## GOAL:
State how many lines in the items below contain the word "fence", treating uppercase and lowercase as different. Give only the number.

## SUPPLIED ENTRIES:
+ + +
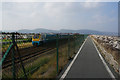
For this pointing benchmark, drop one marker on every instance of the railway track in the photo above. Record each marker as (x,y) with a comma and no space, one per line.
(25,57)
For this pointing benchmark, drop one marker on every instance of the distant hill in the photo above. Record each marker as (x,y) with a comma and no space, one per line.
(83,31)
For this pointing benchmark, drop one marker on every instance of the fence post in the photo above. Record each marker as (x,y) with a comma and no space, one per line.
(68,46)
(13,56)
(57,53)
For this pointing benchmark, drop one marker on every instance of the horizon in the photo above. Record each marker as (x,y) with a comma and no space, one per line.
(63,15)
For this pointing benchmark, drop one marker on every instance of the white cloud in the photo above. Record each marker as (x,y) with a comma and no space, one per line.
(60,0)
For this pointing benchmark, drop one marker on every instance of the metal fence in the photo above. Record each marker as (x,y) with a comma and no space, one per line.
+ + +
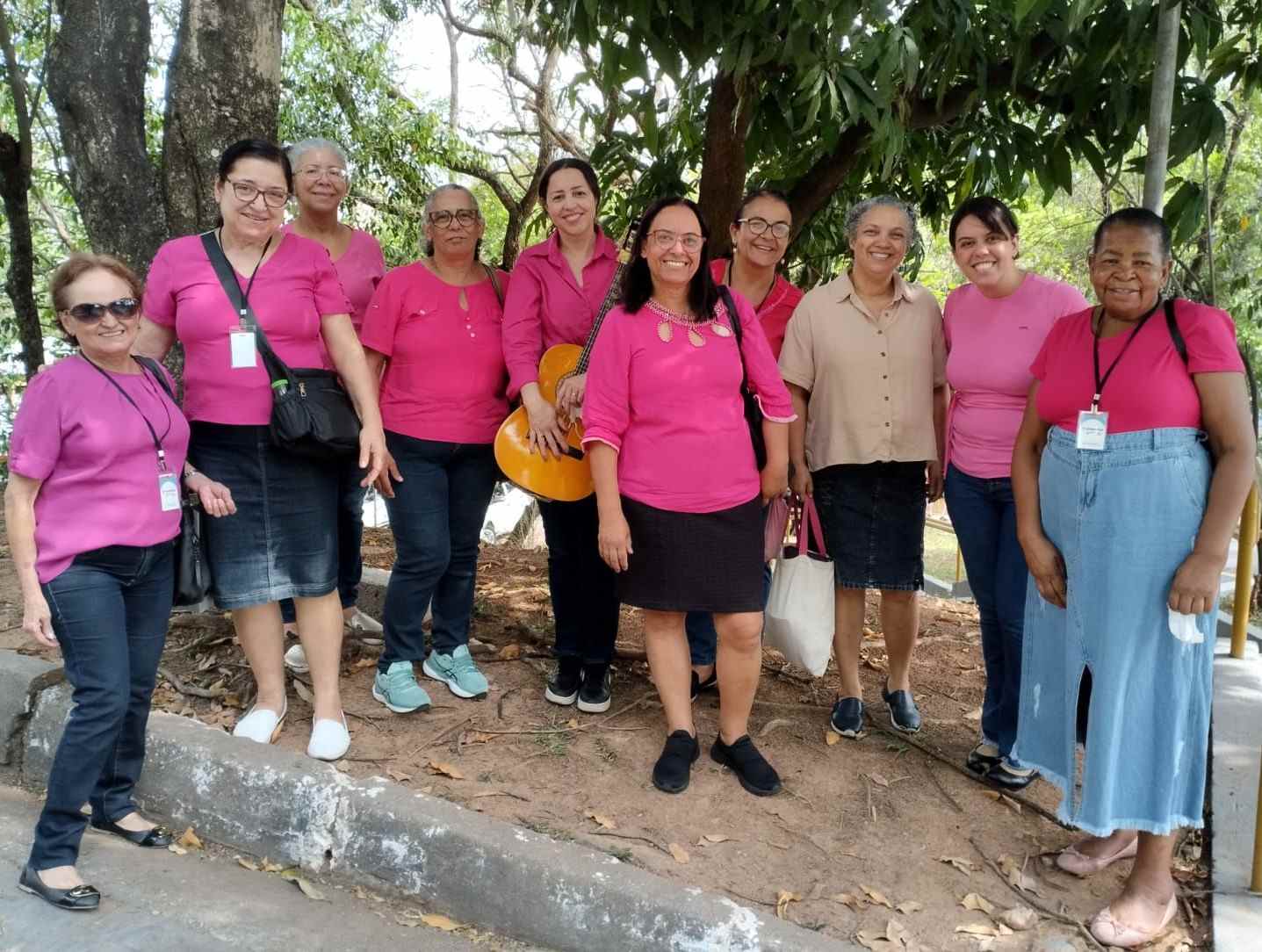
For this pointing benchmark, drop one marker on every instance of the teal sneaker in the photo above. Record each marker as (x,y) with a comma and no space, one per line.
+ + +
## ANSWER BELOW:
2